__THE EXERCISE__. Copy all of the data below line for line, leaving every character unchanged.

--- START OF RECORD SET ---

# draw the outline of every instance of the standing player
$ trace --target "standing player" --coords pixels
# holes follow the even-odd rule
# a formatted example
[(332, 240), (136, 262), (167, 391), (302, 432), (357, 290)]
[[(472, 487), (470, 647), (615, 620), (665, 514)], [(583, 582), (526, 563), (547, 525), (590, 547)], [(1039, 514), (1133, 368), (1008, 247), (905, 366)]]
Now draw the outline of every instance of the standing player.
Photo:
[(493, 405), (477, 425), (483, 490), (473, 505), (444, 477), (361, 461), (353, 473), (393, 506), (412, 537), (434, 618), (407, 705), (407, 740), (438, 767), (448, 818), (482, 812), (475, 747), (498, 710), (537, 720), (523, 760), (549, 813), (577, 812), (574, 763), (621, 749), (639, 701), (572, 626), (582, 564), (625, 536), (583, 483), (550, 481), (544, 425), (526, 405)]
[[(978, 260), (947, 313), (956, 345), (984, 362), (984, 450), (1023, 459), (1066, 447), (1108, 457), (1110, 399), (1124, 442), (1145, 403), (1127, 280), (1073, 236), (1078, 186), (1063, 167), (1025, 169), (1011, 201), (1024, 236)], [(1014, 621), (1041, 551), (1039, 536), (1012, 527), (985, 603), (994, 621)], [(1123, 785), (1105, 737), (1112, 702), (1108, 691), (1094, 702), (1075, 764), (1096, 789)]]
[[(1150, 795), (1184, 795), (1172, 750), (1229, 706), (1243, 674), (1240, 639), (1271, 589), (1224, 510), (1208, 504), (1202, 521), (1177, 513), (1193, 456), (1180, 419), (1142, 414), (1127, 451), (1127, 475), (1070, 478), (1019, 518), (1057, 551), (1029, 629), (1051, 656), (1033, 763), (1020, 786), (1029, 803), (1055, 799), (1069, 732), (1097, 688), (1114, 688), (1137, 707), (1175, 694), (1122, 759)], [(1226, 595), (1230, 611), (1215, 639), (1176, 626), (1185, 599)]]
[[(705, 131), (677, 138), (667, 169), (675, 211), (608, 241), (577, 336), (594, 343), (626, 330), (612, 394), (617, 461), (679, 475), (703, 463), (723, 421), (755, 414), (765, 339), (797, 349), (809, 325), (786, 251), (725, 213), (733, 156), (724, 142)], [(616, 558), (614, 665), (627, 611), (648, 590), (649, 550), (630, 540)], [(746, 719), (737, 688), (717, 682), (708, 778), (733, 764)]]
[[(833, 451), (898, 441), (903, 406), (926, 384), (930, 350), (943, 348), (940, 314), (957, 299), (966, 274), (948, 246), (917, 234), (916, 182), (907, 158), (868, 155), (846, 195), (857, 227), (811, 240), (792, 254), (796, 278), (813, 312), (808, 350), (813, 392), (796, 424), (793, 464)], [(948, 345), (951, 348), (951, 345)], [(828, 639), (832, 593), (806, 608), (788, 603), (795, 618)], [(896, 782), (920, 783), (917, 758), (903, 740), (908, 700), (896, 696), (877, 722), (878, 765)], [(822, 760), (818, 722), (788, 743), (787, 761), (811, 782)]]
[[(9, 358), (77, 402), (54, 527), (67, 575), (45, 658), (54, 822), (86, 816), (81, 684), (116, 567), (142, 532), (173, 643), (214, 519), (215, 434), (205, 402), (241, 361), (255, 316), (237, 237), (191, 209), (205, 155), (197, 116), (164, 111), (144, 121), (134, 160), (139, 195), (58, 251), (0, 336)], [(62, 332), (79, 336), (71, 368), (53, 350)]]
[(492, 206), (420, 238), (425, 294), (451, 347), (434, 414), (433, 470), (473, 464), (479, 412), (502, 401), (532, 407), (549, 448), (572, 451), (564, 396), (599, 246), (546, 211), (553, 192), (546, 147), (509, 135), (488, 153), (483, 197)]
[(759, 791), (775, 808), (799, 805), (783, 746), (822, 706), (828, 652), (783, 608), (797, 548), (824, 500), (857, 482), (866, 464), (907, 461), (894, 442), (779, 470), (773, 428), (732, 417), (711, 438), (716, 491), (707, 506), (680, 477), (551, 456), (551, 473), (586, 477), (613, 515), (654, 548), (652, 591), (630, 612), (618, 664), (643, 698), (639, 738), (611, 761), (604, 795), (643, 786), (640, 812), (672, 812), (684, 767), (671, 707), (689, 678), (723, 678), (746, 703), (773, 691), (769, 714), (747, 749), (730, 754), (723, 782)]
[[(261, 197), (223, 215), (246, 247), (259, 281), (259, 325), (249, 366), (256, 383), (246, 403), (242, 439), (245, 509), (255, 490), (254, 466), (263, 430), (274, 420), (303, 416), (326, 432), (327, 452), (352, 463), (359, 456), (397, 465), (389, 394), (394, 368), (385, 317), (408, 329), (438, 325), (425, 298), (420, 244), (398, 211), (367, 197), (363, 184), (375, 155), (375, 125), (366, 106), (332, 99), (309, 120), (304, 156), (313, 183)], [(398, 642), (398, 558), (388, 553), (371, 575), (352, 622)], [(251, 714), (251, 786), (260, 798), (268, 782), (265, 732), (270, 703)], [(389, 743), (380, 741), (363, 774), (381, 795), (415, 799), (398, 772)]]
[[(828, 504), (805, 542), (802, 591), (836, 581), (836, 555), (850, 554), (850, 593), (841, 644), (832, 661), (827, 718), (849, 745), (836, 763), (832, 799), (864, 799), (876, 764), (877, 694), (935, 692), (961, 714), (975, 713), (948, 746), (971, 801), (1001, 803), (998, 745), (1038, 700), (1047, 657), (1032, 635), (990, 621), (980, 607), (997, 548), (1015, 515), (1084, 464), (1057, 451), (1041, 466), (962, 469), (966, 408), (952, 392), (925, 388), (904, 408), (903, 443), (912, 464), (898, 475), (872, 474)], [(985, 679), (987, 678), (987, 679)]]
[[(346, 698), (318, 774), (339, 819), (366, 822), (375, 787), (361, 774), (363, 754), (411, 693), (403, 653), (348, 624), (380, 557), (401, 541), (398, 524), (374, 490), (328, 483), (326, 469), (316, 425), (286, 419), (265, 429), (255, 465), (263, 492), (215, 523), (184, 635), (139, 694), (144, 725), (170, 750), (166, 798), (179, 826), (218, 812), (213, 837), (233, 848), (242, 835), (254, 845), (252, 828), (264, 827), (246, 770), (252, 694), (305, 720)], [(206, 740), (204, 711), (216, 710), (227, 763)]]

--- END OF RECORD SET ---

__TASK OUTPUT__.
# draw the outline of every instance of the standing player
$ trace --target "standing player" --coords pixels
# holes follow the even-odd rule
# a formatted example
[(332, 240), (136, 262), (167, 391), (302, 432), (357, 290)]
[[(472, 487), (470, 647), (615, 620), (665, 514)], [(583, 582), (526, 563), (547, 525), (590, 547)], [(1039, 514), (1133, 368), (1008, 247), (905, 366)]]
Now draw the outline of every instance of the standing player.
Photo:
[(493, 405), (477, 425), (483, 490), (473, 505), (444, 477), (361, 461), (353, 473), (393, 506), (412, 537), (434, 618), (407, 705), (407, 740), (438, 767), (448, 818), (482, 812), (475, 747), (498, 710), (537, 720), (523, 760), (549, 813), (577, 812), (574, 763), (621, 749), (639, 701), (572, 626), (582, 564), (625, 536), (583, 483), (550, 481), (544, 425), (526, 405)]
[[(978, 260), (947, 313), (956, 345), (984, 362), (984, 450), (1023, 459), (1066, 447), (1108, 457), (1110, 399), (1124, 442), (1145, 403), (1127, 280), (1073, 236), (1078, 186), (1063, 167), (1025, 169), (1011, 201), (1024, 236)], [(1014, 621), (1041, 551), (1039, 536), (1012, 527), (985, 603), (994, 621)], [(1123, 785), (1105, 737), (1112, 702), (1108, 691), (1094, 702), (1075, 764), (1096, 789)]]
[[(1150, 795), (1184, 795), (1172, 750), (1229, 706), (1243, 674), (1240, 639), (1271, 589), (1224, 510), (1208, 504), (1202, 521), (1177, 513), (1193, 456), (1180, 419), (1142, 414), (1127, 451), (1127, 475), (1070, 478), (1019, 518), (1057, 551), (1029, 629), (1051, 656), (1033, 763), (1020, 786), (1029, 803), (1055, 799), (1069, 732), (1097, 688), (1114, 688), (1137, 707), (1175, 694), (1122, 759)], [(1226, 595), (1230, 611), (1215, 639), (1176, 626), (1185, 599)]]
[[(705, 131), (677, 138), (667, 169), (675, 211), (608, 241), (577, 336), (594, 343), (626, 330), (612, 394), (617, 461), (679, 475), (703, 463), (723, 421), (755, 414), (765, 339), (797, 349), (809, 325), (786, 251), (725, 213), (733, 156), (724, 142)], [(616, 558), (614, 665), (627, 611), (648, 590), (649, 550), (630, 540)], [(746, 719), (737, 688), (717, 682), (708, 778), (733, 764)]]
[[(833, 451), (898, 441), (903, 406), (926, 384), (930, 350), (943, 348), (940, 314), (957, 299), (966, 274), (948, 246), (917, 234), (916, 182), (907, 158), (868, 155), (846, 195), (857, 227), (811, 240), (792, 254), (796, 278), (813, 312), (808, 350), (813, 392), (796, 424), (793, 464)], [(948, 345), (951, 348), (951, 345)], [(828, 639), (832, 593), (806, 608), (788, 603), (795, 618)], [(896, 782), (920, 783), (917, 758), (903, 740), (908, 700), (896, 696), (877, 722), (878, 765)], [(822, 760), (818, 722), (788, 743), (787, 761), (811, 782)]]
[[(9, 358), (77, 402), (54, 527), (67, 575), (45, 658), (54, 822), (86, 816), (81, 684), (116, 567), (142, 532), (173, 643), (214, 519), (215, 434), (205, 402), (241, 361), (255, 316), (237, 237), (191, 209), (205, 155), (197, 116), (164, 111), (144, 121), (134, 160), (139, 195), (58, 251), (0, 336)], [(62, 332), (79, 336), (71, 368), (53, 350)]]
[(492, 206), (420, 238), (425, 294), (451, 347), (434, 414), (433, 470), (473, 464), (479, 412), (502, 401), (532, 407), (549, 448), (572, 451), (564, 396), (599, 246), (546, 211), (553, 192), (546, 147), (509, 135), (488, 153), (483, 197)]
[(759, 791), (775, 808), (799, 805), (783, 746), (822, 706), (828, 652), (783, 608), (797, 548), (824, 500), (857, 482), (866, 464), (907, 461), (894, 442), (779, 470), (773, 428), (732, 417), (711, 438), (716, 491), (707, 506), (680, 477), (551, 456), (551, 473), (586, 477), (613, 515), (654, 548), (652, 591), (630, 612), (618, 664), (643, 698), (639, 738), (611, 761), (604, 795), (643, 786), (640, 812), (672, 812), (684, 767), (671, 707), (689, 678), (723, 678), (746, 703), (773, 691), (769, 714), (747, 749), (730, 754), (723, 782)]
[[(261, 197), (223, 215), (246, 247), (259, 281), (259, 325), (249, 366), (256, 383), (246, 403), (242, 439), (245, 509), (255, 490), (254, 466), (263, 430), (274, 420), (303, 416), (326, 432), (327, 452), (352, 463), (359, 456), (397, 465), (389, 394), (394, 368), (385, 317), (408, 329), (438, 325), (425, 298), (420, 244), (398, 211), (367, 197), (363, 184), (375, 155), (375, 125), (366, 106), (332, 99), (309, 120), (304, 156), (313, 183)], [(398, 642), (398, 558), (388, 553), (371, 575), (352, 622)], [(251, 714), (251, 786), (260, 798), (268, 782), (265, 732), (270, 703)], [(389, 743), (380, 741), (363, 774), (381, 795), (415, 799), (398, 772)]]
[[(828, 504), (805, 542), (802, 591), (836, 581), (836, 555), (850, 554), (850, 593), (841, 644), (832, 661), (827, 718), (849, 745), (836, 763), (832, 799), (864, 799), (876, 764), (877, 694), (935, 692), (961, 714), (975, 713), (948, 746), (971, 801), (1001, 803), (998, 745), (1038, 700), (1047, 657), (1032, 635), (990, 621), (980, 607), (997, 548), (1015, 515), (1084, 464), (1057, 451), (1041, 466), (962, 469), (966, 408), (952, 392), (925, 388), (904, 408), (903, 443), (912, 464), (898, 475), (872, 474)], [(985, 679), (987, 678), (987, 679)]]
[[(346, 698), (318, 774), (339, 819), (366, 822), (375, 787), (361, 774), (363, 754), (411, 693), (403, 653), (348, 624), (380, 557), (401, 541), (398, 524), (374, 490), (328, 483), (326, 469), (316, 425), (286, 419), (265, 429), (255, 465), (263, 492), (215, 523), (184, 635), (139, 694), (144, 725), (170, 750), (166, 798), (179, 826), (218, 812), (213, 837), (233, 848), (242, 835), (254, 845), (252, 828), (264, 827), (246, 770), (252, 694), (305, 720)], [(206, 740), (204, 711), (216, 710), (227, 763)]]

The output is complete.